Yogyakarta, tvOnenews.com - Paniradya Keistimewaan DIY berkolaborasi dengan Sekber Keistimewaan DIY dan Asosiasi Guru Sejarah Indonesia (AGSI) belum lama ini menggelar program sinau sejarah.
Terbaru, program sinau sejarah bertajuk 'Giyanti Cikal Bakal Yogya' diselenggarakan di SMAN 1 Godean, Sleman, Daerah Istimewa Yogyakarta (DIY).
Sejarawan UGM, Bahauddin menjelaskan, pada pertengahan 1742 terjadi peristiwa pemberontakan pacino yang terjadi di Batavia. Kala itu, orang-orang Cina memberontak terhadap VOC.
Pada awalnya, Sunan Paku Buwana (PB) II memihak kepada pemberontak pacino ini. Tapi, ketika mereka mulai terdesak oleh tentara VOC kemudian Sunan PB II beralih keberpihakan kepada VOC.
Para pemberontak kemudian terdesak lari ke arah timur melalui Pesisir Utara Jawa. Oleh karena itu, sekarang ini kalau melihat di wilayah Tegal, Pekalongan hingga Semarang banyak sekali orang Tionghoa.
"Sampai ke Semarang kemudian ke arah selatan menyerang Keraton Kartasura dan berhasil menduduki keraton itu lalu Sunan Pakubuwana II harus mengungsi ke Ponorogo," kata Bahauddin.
Selanjutnya, Sunan PB II meminta bantuan ke VOC untuk merebut kembali Keraton Kartasura dan mengendalikan kekuasaan Mataram lagi.
Atas bantuan Bupati Cokroningrat dari Madura dan tentara VOC berhasil diambil alih keraton itu.
Akhirnya, setelah VOC menduduki Kartasura karena dalam pameo Jawa kalau keraton sudah diduduki pemberontak itu kramatnya sudah hilang. Kemudian akhirnya Keraton Kartasura pindah ke Surakarta atau Solo.
Kemudian, lanjutnya, VOC minta imbal jasa bantuan itu, termasuk ketika membangun Keraton Kartasura menggunakan uang VOC atau berhutang ke VOC.
Itulah kemudian VOC meminta pesisir Jawa disewa untuk VOC. Kemudian masalah nominal sewa dari Semarang sampai Jakarta akan disewa oleh VOC.
Selanjutnya, perdebatan terjadi antara Adik Sunan Pakubuwana II, Pangeran Mangkubumi minta 100.000 gulden.
Sementara patihnya, ada 2 patih Sindu rejo dan Pringgoloyo minta 20.000 guldon. Anehnya, Sunan Pakubuwana II milih 20.000 gulden yang lebih murah.
Disini Pangeran Mangkubumi merasa kakaknya lebih dekat kepada VOC dibanding kepada orang Mataram sendiri.

Soal 1:
Tentukan apakah setiap pernyataan berikut sesuai dengan teks tentang sinau sejarah "Giyanti Cikal Bakal Yogya". Jawab ya atau tidak, lalu kutip kata-kata teks yang menentukan. (a) Sunan Pakubuwana II mengungsi ke Ponorogo setelah Keraton Kartasura diduduki pemberontak. (b) Pangeran Mangkubumi meminta nilai sewa sebesar 20.000 gulden. (c) Keraton Kartasura diambil alih kembali dengan bantuan Bupati Cokroningrat dari Madura.
Soal 2:
Berikan lanjutan teks tentang sinau sejarah "Giyanti Cikal Bakal Yogya", dimulai sesudah kalimat terakhirnya.

(Cuplikan Dataset)
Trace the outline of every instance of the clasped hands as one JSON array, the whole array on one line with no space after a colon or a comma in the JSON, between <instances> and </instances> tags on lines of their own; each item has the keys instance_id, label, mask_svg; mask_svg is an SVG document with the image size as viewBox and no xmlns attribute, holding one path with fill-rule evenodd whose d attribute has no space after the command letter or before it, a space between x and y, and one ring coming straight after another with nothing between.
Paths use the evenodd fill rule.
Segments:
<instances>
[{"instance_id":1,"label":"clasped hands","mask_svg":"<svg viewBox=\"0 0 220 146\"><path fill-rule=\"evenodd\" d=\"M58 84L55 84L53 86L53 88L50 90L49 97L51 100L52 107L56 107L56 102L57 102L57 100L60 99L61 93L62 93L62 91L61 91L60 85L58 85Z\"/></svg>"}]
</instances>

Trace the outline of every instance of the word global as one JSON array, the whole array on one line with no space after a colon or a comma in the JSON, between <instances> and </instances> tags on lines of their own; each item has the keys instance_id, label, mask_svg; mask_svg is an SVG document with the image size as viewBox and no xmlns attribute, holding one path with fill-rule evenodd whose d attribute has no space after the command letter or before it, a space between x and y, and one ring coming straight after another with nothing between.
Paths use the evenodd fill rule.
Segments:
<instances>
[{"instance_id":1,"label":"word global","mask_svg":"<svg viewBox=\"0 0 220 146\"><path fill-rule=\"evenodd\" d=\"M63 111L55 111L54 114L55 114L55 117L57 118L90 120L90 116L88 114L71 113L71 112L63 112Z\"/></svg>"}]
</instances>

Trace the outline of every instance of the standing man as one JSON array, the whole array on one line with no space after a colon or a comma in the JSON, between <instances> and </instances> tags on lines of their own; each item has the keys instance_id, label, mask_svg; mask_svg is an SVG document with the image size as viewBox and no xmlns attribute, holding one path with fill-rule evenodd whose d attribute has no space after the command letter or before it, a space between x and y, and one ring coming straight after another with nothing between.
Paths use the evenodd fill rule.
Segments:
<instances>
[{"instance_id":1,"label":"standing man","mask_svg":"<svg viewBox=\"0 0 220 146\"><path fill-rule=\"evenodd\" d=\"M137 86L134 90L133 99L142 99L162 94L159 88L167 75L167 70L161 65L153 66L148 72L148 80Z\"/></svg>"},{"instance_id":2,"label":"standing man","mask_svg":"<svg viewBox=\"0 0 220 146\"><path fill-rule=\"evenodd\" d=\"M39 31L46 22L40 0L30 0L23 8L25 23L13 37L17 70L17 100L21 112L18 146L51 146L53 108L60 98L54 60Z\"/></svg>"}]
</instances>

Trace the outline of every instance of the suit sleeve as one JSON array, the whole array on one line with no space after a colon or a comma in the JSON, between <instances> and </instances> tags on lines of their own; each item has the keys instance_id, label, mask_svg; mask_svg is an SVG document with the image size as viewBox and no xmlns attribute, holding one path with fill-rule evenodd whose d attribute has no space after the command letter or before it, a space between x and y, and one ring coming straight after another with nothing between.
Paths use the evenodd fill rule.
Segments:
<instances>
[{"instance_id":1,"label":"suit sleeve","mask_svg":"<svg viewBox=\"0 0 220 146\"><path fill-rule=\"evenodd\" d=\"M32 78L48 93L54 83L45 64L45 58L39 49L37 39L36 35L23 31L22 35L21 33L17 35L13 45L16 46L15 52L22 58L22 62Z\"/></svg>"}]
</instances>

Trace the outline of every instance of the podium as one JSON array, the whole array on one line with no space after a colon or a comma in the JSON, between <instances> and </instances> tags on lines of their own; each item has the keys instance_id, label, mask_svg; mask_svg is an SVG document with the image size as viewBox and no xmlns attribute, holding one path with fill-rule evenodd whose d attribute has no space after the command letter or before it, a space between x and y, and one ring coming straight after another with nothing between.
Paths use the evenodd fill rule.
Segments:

Jawaban Latihan 1:
(a) Ya: "berhasil menduduki keraton itu lalu Sunan Pakubuwana II harus mengungsi ke Ponorogo".
(b) Tidak: "Pangeran Mangkubumi minta 100.000 gulden".
(c) Ya: "Atas bantuan Bupati Cokroningrat dari Madura dan tentara VOC berhasil diambil alih keraton itu".

Jawaban Latihan 2:
Peristiwa kedua, ketika pada waktu itu terjadi pemberontakan antara Raden Masaid dengan Tumenggung Martapura yang ada di Sukowati, dan tidak ada yang pernah berhasil memadamkan itu. Akhirnya, Sunan PB II minta adiknya, Pangeran Mangkubumi untuk memadamkannya dan berhasil.
Hadiahnya adalah tanah di Sukowati yang sekarang ada di Sragen. VOC ketika meminta timbal jasa juga mengungkit sayembara karena terlalu luas untuk Mangkubumi maka seharusnya dikurangi.
Dua peristiwa besar inilah yang kemudian membuat Pangeran Mangkubumi bahwa VOC harus dilawan. Jadi perang Mangkubumen itu sebenarnya perlawanan Pangeran Mangkubumi terhadap VOC.
Karena dalam berbagai sumber lokal, kata Bahauddin, ketika Mangkubumi keluar dari Keraton Surakarta diberi sangu oleh kakaknya untuk berjuang.
Itu terjadi pada 1746 dimana kekuatan semakin besar dan meluas, hampir sepertiga wilayah Jawa terlibat lalu yang bisa mengalahkan keluasan Perang Mangkubumen hanya Perang Diponegoro.
Korban di kedua belah pihak sudah tidak terhitung dan VOC sadar sekali perang ini sangat menganggu aktivitas utama mereka untuk berdagang di Nusantara.
Oleh karena itu, ada pergantian gubernur yang mampu berkomunikasi dengan Pangeran Mangkubumi.
Akhirnya, terbukalah komunikasi melalui surat perantara sarip besar yang memberi kain kiswah, ka'bah yang sekarang menjadi pusaka di Keraton Yogyakarta yakni Tunggul Wulung. Kalo ada pagebluk, kain itu diarak keliling keraton.
Selanjutnya, pada 1754 September, ada perundingan pendahuluan di Salatiga yang kemudian disepakati beberapa aspek.
"Disepakatilah perjanjian itu akan dilakukan di tempat yang netral, di tengah antara Sukowati dan Surakarta dipilihlah Giyanti. Maka pengikutnya Mangkubumi ke Giyanti bangun pesanggrahan besar, ada pager, Alun-alun kecil termasuk tempat tinggal disitu, diapit dua sungai ini sumber Babat Giyanti. Nah di pendopo itulah dilakukan penandatanganan Giyanti, bukan di atas batu," terang Bahauddin.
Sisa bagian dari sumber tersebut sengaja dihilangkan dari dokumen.